[[ Source text, beginning ]]

# Heated water dish



## Zeroshero (Jun 22, 2013)

Zero just will not drink water unless it is warm which is extremely concerning considering I work so many hours during the day. I was considering getting him a heated water bowl there are two types I have found, hard plastic and stainless. The stainless crook attaches securely to the cage so it might be the safer option. Zero uses ceramic dishes, do any of you use stainless? I am concerned about buying it and him not liking the taste. The only other solution I had was to buy a smaller reptile light and shine it on his water but I worry about it overheating him and his water. We have one from when he was a tiny little guy and it throws off a lot of heat!


----------



## JBun (Jun 22, 2013)

You could buy a cheap stainless dish and try it out to make sure Zero will drink out of it before buying the heated one. Walmart has one for a couple bucks in the cat section. For the heated dishes, I don't know if you already have, but you may want to double check on the heating temp since it is meant to just keep water from freezing in winter, it may not heat it to a temp that is warm enough for Zero. If the description doesn't state the heating temp, you could try contacting the manufacturer.

[[ Source text, end ]]
[[ The data, beginning ]]

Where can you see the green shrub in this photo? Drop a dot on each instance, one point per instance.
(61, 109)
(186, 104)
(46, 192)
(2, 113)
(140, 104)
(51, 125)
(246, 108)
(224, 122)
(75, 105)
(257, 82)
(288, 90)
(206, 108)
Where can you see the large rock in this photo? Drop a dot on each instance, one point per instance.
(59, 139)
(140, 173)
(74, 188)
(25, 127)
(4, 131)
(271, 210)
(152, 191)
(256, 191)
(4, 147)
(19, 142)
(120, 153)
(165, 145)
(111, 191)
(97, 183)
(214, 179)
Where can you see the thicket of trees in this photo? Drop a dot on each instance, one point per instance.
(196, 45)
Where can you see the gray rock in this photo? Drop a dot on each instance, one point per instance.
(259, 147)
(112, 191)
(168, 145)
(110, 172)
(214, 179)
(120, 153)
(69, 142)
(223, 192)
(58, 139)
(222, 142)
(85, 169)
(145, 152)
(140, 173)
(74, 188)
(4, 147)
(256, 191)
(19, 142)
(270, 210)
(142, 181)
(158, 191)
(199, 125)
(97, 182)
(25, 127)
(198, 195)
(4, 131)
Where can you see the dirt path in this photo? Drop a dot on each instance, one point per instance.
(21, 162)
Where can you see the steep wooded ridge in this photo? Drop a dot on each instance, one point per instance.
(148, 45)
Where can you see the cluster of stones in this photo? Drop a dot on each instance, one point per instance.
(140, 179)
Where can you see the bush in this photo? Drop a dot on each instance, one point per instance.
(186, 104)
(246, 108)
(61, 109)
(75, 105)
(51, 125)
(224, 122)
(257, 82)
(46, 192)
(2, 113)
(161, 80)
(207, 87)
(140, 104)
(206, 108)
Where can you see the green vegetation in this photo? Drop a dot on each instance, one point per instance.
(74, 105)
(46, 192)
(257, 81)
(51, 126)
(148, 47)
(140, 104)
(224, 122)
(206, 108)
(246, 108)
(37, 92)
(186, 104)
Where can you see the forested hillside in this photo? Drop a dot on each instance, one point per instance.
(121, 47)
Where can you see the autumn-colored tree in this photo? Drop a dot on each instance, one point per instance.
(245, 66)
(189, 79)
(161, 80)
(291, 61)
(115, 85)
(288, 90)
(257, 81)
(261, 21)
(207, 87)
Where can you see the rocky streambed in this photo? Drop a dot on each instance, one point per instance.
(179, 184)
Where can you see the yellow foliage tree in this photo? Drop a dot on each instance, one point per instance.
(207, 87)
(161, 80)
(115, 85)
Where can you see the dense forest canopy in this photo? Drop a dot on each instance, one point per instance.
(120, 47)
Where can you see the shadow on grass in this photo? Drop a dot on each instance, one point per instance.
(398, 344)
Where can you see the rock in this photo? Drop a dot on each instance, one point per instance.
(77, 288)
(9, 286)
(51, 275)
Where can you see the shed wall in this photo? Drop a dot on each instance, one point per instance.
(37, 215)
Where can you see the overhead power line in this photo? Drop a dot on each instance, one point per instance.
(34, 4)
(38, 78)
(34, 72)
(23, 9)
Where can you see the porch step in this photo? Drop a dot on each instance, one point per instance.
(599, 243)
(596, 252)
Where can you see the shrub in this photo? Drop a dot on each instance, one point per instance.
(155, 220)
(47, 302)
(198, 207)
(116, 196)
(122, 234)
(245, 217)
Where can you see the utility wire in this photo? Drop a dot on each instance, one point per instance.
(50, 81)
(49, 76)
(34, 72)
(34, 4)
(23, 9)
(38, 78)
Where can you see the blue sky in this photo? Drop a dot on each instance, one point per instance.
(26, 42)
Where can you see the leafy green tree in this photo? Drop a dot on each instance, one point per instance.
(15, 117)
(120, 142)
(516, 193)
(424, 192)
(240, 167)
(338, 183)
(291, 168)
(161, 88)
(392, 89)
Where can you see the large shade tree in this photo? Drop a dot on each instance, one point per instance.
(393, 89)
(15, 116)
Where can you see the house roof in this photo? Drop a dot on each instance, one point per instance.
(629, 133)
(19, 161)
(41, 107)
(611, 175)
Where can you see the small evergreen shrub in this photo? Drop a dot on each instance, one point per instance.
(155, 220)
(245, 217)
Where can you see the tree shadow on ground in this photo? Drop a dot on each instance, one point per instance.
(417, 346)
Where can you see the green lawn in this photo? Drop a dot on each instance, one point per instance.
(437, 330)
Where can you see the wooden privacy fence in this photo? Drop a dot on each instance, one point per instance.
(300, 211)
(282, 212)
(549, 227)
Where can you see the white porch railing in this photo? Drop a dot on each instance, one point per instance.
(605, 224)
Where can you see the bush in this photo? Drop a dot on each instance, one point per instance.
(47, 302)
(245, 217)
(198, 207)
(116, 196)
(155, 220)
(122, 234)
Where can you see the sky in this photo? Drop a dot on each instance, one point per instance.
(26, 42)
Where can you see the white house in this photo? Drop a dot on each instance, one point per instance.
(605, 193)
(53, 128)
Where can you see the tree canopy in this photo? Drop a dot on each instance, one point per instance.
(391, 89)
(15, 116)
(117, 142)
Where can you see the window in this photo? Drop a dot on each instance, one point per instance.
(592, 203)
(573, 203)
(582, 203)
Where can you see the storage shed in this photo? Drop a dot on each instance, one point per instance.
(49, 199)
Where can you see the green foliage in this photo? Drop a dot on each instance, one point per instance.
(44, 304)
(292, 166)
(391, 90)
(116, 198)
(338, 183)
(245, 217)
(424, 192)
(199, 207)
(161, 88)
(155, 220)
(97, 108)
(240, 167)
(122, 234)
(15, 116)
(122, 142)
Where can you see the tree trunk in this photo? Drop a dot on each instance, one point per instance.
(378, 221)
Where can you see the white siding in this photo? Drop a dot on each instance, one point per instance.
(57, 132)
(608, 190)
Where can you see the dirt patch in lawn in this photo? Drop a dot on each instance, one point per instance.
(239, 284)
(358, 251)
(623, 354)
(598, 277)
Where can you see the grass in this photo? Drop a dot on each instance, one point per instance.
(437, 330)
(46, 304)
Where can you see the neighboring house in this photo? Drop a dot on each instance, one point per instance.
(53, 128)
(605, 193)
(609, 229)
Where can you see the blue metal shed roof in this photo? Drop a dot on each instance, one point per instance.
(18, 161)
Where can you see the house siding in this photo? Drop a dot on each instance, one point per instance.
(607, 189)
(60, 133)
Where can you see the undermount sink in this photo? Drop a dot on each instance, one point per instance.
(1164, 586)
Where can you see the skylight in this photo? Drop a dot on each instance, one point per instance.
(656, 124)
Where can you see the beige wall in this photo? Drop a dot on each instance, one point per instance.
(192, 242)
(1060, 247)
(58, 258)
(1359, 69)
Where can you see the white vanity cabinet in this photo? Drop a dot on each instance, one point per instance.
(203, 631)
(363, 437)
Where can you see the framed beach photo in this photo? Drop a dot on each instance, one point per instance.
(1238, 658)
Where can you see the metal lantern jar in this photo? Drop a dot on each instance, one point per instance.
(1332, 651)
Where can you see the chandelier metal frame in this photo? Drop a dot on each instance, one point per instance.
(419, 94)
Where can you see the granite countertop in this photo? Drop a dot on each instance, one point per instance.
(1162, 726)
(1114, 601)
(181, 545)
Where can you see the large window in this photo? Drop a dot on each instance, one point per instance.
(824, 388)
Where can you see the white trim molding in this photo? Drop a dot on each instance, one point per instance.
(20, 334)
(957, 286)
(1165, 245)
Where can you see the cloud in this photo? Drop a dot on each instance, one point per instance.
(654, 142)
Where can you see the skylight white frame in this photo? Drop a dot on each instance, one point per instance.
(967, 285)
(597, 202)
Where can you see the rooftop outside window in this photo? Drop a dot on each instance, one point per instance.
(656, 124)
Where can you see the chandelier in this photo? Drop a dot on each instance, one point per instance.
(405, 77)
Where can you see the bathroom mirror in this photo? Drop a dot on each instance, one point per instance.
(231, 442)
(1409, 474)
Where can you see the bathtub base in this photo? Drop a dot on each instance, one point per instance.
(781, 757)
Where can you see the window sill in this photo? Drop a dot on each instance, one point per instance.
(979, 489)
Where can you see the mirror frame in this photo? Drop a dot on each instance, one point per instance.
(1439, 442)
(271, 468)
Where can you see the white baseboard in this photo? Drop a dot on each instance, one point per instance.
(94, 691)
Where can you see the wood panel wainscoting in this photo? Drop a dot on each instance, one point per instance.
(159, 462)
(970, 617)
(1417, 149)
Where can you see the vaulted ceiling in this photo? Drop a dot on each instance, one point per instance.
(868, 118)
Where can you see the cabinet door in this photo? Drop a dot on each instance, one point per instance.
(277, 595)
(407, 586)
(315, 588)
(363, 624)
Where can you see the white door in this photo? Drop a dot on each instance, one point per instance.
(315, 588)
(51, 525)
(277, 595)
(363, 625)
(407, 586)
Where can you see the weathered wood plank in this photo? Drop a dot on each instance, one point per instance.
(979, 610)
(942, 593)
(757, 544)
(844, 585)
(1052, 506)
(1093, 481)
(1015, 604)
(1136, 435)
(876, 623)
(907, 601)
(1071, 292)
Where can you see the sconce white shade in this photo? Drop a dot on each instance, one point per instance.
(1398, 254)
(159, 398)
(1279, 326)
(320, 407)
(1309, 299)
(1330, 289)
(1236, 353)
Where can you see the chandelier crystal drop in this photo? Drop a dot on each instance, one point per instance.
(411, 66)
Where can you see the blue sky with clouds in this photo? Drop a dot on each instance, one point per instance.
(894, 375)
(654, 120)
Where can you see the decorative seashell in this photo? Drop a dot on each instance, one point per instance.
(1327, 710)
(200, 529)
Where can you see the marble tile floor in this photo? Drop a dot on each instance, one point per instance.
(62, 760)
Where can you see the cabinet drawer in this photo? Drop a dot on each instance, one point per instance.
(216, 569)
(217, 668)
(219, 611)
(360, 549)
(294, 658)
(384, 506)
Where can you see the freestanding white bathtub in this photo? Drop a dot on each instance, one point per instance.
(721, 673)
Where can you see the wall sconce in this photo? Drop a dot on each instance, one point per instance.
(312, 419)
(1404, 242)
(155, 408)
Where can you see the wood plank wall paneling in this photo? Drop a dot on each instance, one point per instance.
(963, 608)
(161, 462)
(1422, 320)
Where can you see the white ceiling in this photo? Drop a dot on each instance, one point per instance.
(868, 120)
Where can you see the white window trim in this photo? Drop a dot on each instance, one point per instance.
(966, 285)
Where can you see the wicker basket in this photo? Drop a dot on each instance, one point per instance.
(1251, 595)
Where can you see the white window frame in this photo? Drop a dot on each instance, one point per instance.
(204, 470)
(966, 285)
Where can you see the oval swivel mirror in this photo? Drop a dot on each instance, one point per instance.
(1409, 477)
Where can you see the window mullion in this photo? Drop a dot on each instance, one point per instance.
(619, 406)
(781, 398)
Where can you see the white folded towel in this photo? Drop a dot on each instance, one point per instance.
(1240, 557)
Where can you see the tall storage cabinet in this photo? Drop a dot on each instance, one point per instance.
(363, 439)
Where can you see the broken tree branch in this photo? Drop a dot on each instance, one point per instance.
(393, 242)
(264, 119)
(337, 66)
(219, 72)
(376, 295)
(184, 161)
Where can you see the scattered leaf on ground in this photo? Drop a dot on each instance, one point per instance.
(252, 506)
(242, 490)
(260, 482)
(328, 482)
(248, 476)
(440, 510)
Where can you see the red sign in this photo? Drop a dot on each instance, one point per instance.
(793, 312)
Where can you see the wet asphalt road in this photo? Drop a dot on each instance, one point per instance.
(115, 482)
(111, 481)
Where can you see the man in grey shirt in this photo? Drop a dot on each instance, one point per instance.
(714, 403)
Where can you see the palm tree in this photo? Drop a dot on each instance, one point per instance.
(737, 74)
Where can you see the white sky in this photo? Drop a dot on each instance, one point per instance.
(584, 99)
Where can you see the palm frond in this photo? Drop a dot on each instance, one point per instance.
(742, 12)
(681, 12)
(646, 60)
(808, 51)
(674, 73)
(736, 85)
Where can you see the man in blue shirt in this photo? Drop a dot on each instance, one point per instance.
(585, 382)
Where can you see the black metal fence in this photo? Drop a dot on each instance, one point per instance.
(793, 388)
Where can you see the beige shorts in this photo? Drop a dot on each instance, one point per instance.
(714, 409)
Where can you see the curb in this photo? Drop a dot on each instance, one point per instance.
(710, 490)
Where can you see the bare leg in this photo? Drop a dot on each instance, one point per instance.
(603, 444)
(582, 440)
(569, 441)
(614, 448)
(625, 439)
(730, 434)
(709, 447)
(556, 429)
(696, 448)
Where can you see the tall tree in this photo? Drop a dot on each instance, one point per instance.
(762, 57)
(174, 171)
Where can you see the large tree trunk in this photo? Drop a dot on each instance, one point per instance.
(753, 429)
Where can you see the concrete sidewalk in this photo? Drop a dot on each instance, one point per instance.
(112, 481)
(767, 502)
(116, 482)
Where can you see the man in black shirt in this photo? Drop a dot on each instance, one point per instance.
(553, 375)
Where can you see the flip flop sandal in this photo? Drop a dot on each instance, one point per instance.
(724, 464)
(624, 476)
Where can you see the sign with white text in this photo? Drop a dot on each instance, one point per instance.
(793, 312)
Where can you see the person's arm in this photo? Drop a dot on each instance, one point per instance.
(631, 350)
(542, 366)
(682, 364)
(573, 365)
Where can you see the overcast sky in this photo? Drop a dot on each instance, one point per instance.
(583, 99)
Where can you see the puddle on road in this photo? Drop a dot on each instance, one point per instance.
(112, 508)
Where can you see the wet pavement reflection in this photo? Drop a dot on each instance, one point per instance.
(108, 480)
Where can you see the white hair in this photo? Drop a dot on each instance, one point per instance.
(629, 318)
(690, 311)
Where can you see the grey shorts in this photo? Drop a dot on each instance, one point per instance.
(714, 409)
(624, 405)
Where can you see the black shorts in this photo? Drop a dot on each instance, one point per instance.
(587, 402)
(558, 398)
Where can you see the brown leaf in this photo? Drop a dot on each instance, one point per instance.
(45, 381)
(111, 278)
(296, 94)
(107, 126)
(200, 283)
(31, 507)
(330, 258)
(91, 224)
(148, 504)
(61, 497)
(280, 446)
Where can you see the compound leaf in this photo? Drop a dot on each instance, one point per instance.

[[ The data, end ]]

Answer these from the heated water dish thread:
1. What two types of heated water bowl has Zeroshero found?
2. In which section of Walmart does JBun say a cheap stainless dish can be found?
3. According to JBun, what are heated dishes meant to do?
The data above come from a separate source.

1. Hard plastic and stainless.
2. The cat section.
3. Keep water from freezing in winter.